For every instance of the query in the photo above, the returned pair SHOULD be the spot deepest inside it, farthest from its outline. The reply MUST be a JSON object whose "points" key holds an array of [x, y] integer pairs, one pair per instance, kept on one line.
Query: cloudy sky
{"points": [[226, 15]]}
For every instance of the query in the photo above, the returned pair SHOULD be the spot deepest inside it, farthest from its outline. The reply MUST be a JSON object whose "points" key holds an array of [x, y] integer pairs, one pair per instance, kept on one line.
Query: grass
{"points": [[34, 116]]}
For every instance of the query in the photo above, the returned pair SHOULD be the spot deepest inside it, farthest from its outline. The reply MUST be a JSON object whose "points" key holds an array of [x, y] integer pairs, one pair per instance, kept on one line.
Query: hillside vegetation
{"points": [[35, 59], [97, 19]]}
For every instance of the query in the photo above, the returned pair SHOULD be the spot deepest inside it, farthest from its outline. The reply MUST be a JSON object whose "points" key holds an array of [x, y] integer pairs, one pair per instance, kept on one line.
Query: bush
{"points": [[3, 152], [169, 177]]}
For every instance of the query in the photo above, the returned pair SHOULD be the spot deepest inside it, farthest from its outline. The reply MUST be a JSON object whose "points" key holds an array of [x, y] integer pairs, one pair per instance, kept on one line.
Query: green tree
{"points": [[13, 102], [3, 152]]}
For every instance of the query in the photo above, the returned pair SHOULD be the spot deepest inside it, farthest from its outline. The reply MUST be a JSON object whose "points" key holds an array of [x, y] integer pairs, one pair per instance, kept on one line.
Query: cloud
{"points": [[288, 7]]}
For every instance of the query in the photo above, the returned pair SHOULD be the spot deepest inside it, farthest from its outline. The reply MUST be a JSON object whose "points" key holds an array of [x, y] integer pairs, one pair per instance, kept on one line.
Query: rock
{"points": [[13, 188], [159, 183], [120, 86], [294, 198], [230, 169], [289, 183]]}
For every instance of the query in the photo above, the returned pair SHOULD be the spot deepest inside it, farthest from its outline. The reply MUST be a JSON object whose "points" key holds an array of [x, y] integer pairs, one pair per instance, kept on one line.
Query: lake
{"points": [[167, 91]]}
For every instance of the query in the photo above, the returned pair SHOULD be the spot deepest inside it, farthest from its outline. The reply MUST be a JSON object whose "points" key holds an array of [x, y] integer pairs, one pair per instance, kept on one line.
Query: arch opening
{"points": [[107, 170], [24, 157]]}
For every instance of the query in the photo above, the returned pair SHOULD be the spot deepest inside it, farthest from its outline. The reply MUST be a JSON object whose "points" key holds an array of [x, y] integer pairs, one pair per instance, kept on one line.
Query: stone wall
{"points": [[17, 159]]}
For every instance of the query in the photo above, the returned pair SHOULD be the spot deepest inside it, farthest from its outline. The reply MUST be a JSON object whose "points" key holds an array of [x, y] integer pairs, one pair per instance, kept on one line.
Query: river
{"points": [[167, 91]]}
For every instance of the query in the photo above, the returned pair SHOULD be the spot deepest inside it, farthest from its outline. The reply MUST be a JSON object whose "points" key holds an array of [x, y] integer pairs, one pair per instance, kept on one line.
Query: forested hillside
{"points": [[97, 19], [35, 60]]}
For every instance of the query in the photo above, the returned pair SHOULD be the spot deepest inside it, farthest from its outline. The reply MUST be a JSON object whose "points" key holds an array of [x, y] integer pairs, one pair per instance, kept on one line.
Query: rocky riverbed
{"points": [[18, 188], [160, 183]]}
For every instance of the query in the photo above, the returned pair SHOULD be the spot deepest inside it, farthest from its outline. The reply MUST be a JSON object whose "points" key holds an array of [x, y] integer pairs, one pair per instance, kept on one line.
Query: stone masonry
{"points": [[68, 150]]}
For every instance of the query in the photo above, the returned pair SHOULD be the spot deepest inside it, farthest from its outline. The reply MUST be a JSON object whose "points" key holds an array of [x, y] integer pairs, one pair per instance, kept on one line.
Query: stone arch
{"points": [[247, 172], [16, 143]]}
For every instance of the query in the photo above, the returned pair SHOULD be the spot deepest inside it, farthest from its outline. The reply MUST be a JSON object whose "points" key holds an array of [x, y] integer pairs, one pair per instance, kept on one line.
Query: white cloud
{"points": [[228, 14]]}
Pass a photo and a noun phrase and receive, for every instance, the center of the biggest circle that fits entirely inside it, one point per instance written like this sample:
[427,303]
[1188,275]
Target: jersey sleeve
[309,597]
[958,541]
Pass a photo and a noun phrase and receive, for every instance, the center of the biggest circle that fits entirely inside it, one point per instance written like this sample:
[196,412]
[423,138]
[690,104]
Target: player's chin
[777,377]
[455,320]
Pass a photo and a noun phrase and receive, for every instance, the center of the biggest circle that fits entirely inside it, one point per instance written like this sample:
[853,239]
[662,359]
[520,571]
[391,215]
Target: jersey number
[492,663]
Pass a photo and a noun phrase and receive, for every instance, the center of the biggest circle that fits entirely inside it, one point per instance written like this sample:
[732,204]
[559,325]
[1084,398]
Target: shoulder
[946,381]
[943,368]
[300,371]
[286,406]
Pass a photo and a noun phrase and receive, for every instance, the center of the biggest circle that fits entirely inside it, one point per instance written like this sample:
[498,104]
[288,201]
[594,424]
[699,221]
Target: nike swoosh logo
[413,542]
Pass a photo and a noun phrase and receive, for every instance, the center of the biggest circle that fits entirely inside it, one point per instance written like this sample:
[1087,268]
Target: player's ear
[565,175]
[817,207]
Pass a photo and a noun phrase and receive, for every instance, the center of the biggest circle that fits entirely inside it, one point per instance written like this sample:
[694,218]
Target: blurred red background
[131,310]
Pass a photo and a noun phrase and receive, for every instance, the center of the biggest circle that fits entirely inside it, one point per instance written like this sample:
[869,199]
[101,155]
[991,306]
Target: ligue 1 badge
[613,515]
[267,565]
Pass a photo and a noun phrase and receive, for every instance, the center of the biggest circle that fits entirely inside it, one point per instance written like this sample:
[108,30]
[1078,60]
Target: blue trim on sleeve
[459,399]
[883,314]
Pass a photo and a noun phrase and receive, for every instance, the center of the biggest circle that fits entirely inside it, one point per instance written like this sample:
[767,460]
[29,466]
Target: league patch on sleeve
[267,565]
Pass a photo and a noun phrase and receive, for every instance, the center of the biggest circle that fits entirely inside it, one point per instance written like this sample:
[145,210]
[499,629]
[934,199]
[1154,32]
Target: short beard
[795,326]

┄┄┄┄┄┄

Write the records above out again, exactly as they are.

For every instance of the query in the photo above, the returned pair SHOULD be the spot deepest inside it, farthest from its outline. The reply MUST be a JSON object whose "points" key holds an array of [x, y] integer pairs, one pair per instance, kept on one line.
Query: cloudy sky
{"points": [[226, 15]]}
For every instance of the query in the photo above, the returned pair SHOULD be the spot deepest inside it, farthest from its outline. The reply MUST be a JSON object whose "points" key holds an array of [x, y] integer pairs, one pair per instance, kept on one line.
Query: grass
{"points": [[34, 116]]}
For every instance of the query in the photo above, the returned pair SHOULD be the spot deepest inside it, farthest from its outline. The reply MUST be a JSON object whose "points" key holds an array of [x, y] integer pairs, one pair per instance, kept on one line.
Query: hillside vegetation
{"points": [[35, 59], [97, 19]]}
For every instance of the query in the photo above, the returned pair SHOULD be the spot deepest inside it, farthest from its outline. The reply MUST be a JSON object whose "points" key holds an array of [x, y] integer pairs, one pair per instance, kept on one line.
Query: bush
{"points": [[3, 152], [169, 177]]}
For every instance of the query in the photo above, the returned pair SHOULD be the spot deepest inside it, farthest from its outline. The reply MUST be a JSON object whose "points" key holds an array of [x, y] integer pairs, one pair per instance, kept on one line.
Query: green tree
{"points": [[13, 102], [3, 152]]}
For every instance of the query in the photo above, the returned pair SHOULD be the spot deepest inside it, farthest from its outline. The reply MUST be a JSON object whose "points" key holds an array of [x, y] integer pairs, one pair per instance, kept on one line.
Query: cloud
{"points": [[288, 7]]}
For every instance of the query in the photo above, the returned pair SHOULD be the spot deepest inside it, farthest from its outline. The reply MUST be a JSON object whose "points" key holds an array of [x, y] integer pairs, one pair per instance, kept on one line.
Query: rock
{"points": [[13, 188], [159, 183], [120, 86], [294, 198], [230, 169], [289, 183]]}
For every instance of the query in the photo above, the returned pair SHOULD be the spot deepest inside it, farthest from its outline. The reply MUST be a JSON object whose "points" key holds an array of [x, y] integer pairs, one pair per instance, kept on one line.
Query: lake
{"points": [[167, 91]]}
For every instance of the query in the photo above, the returned pair SHOULD be the spot deepest inside it, farthest from its outline. The reply MUST be a JSON object whose "points" key holds an array of [x, y] integer pairs, one pair per instance, kept on one line.
Query: arch opening
{"points": [[107, 170], [24, 157]]}
For every instance of the query in the photo above, the returned pair SHOULD be the spot deepest inside it, farthest from its outline. The reply MUST be a JSON object whose "points" key holds an array of [x, y] integer pairs, one pair per instance, kept on one line.
Query: stone wall
{"points": [[17, 159]]}
For every instance of the query in the photo above, the returned pair SHOULD be the spot deepest inside it, farthest from its outline. The reply MUST be a JSON object whose "points" key holds an array of [x, y] integer pairs, one pair per instance, kept on one line.
Query: river
{"points": [[167, 91]]}
For every instance of the query in the photo above, the returned pair SHOULD be the spot deepest inside it, farthest from its outline. The reply MUST be a JSON object whose "points" key holds an array of [x, y] integer pairs, one pair per instance, kept on one line.
Query: forested hillside
{"points": [[97, 19], [35, 60]]}
For every instance of the query in the photo above, the returned pair SHOULD be the spot deepest inside it, farthest from its outline. The reply MUST be a JSON object whose "points" key holds an array of [x, y] integer pairs, one pair per instance, kept on one line.
Query: rocky riverbed
{"points": [[18, 188], [160, 183]]}
For every instance of the query in the photo above, the returned pair SHOULD be the spot deepest inside it, farthest from its outline. The reply MUST be a JSON object whose "points" key holds an array of [x, y] integer pairs, one pair per instance, kept on one line.
Query: stone masonry
{"points": [[68, 150]]}
For every instance of the query in the photo above, the returned pair SHOULD be the spot deepest inside it, farthest from its outline. The reply MUST be a JSON object whose "points" key holds an array of [x, y] integer pairs, one pair per instance, kept on one line.
Query: stone arch
{"points": [[247, 172], [16, 143]]}
For every instance of the query in the photo above, the returned pair SHOULD be the spot deepest inside it, farthest from its outline. The reply MUST be a JSON object whose "points" key holds an array of [x, y] integer pairs, one pair per instance, kept on one line.
Query: white cloud
{"points": [[228, 14]]}
Pass a photo and a noun phrase and receive, for every instance, the center of the biggest circle that fits entirely inside it, one point per instance written like this sample:
[427,303]
[1188,275]
Target: jersey sleeve
[309,597]
[958,541]
Pass a photo and a noun phrase and receive, for every instance, the center of the biggest circle that fits entirely inside it, one point per instance written like this sample:
[196,412]
[423,138]
[690,104]
Target: player's chin
[777,377]
[455,320]
Pass a photo and a noun phrase and receive, for every instance, the center of the biggest circle that fits entirely inside it, one point per instance written like this sample:
[853,239]
[662,359]
[520,571]
[391,215]
Target: jersey number
[492,663]
Pass a photo and a noun phrase and receive, for every instance, the center of the biggest circle that fits entirely inside it, one point per instance written like this sample:
[732,204]
[559,325]
[1084,398]
Target: shoulder
[946,381]
[943,368]
[300,371]
[286,406]
Pass a photo and a noun phrase and receive, for every instance, the center of the biggest circle that fits entirely inside it, one point per instance written like this sample:
[498,104]
[288,201]
[594,424]
[699,221]
Target: nike swoosh logo
[413,542]
Pass a photo and a noun phrase and receive, for every instance, the center of the biggest circle that fits entirely inside it, one point per instance written like this sample:
[1087,268]
Target: player's ear
[565,175]
[817,207]
Pass a photo and a noun phrase and receive, for every instance, the center of the biggest circle that fits entirely inside it, one point per instance written like this sample:
[694,218]
Target: blurred red background
[131,310]
Pass a photo and a noun phrase and receive, for every instance, the center of the biggest circle that fits entirely inside it, one point per instance written like this sample:
[869,199]
[101,155]
[991,306]
Target: ligue 1 badge
[613,515]
[267,565]
Pass a photo and a noun phrase and receive, for every instance, the center of the biggest circle that fits entirely inside it, one point per instance written like this sample:
[108,30]
[1078,60]
Target: blue trim on sleeve
[459,399]
[883,314]
Pass a photo and a noun phrase and receive, for every instance, the center of the biggest circle that fits entirely inside it, one point per instance written like this sample:
[767,460]
[29,466]
Target: league patch on sleeve
[267,565]
Pass a photo and a noun phrase and receive, for every instance, the center of the biggest circle that fits entirely inside it, one point per instance written like this sample:
[145,210]
[499,629]
[934,199]
[1154,32]
Target: short beard
[795,326]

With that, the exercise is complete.